WHAT NEEDS TO BE DONE:
Arrange all of the rows below as a two-column CSV with the columns "prompt" and "answer", one line per row. Put each row's text and its answer in a single quoted field, with line breaks replaced by spaces.

Saved dataset rows
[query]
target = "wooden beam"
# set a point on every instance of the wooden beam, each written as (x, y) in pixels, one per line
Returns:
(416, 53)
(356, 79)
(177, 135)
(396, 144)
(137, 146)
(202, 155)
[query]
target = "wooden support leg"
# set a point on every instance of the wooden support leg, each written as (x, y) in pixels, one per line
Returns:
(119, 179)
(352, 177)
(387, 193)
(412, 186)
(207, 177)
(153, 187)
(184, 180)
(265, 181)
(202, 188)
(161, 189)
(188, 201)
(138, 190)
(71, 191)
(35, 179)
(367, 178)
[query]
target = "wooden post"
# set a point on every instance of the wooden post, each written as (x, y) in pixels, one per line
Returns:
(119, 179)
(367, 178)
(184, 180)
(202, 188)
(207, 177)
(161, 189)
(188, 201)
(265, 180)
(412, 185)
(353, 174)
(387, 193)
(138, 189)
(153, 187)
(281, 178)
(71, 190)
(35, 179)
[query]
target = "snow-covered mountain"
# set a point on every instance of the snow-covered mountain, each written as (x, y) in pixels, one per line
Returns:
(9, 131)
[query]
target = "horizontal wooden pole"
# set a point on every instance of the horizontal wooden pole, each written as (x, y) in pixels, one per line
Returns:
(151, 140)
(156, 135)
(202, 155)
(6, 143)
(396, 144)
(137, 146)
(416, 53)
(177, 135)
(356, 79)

SOLUTION TO THIS TASK:
prompt,answer
"[query] target = ""wooden beam"" # set a point on every instance of the wooden beam, each written as (x, y) in pixels, one per line Returns:","(416, 53) (356, 79) (177, 135) (396, 144) (137, 146) (202, 155)"
"[query] target = ""wooden support leg"" # set a point on every instance of the wooden support leg, each written as (x, y) in pixels, one per line Returns:","(119, 179) (352, 177) (387, 193) (412, 186) (207, 177) (153, 187) (184, 180) (265, 181) (202, 188) (161, 189) (188, 201) (138, 190) (71, 191) (35, 179) (367, 178)"
"[query] target = ""wooden post"" # set a point on every instance of the wooden post, each written as (x, y) in pixels, one per line Returns:","(119, 179) (367, 178) (184, 180) (202, 188) (207, 177) (161, 189) (188, 201) (265, 180) (412, 185) (353, 174) (387, 193) (138, 189) (153, 187) (281, 178) (71, 190) (35, 179)"
"[query] target = ""snow-covered mountain"" # set a point on every instance of the snow-covered mountain, each written as (x, y) in pixels, one per line Returns:","(9, 131)"
"[query] target = ""horizontal wooden pole"" # set a point on every instance of the horizontal wooden pole, each written as (x, y) in pixels, one per line Returns:","(151, 140) (156, 135) (202, 155) (6, 143) (396, 144) (137, 146) (416, 53) (177, 135) (356, 79)"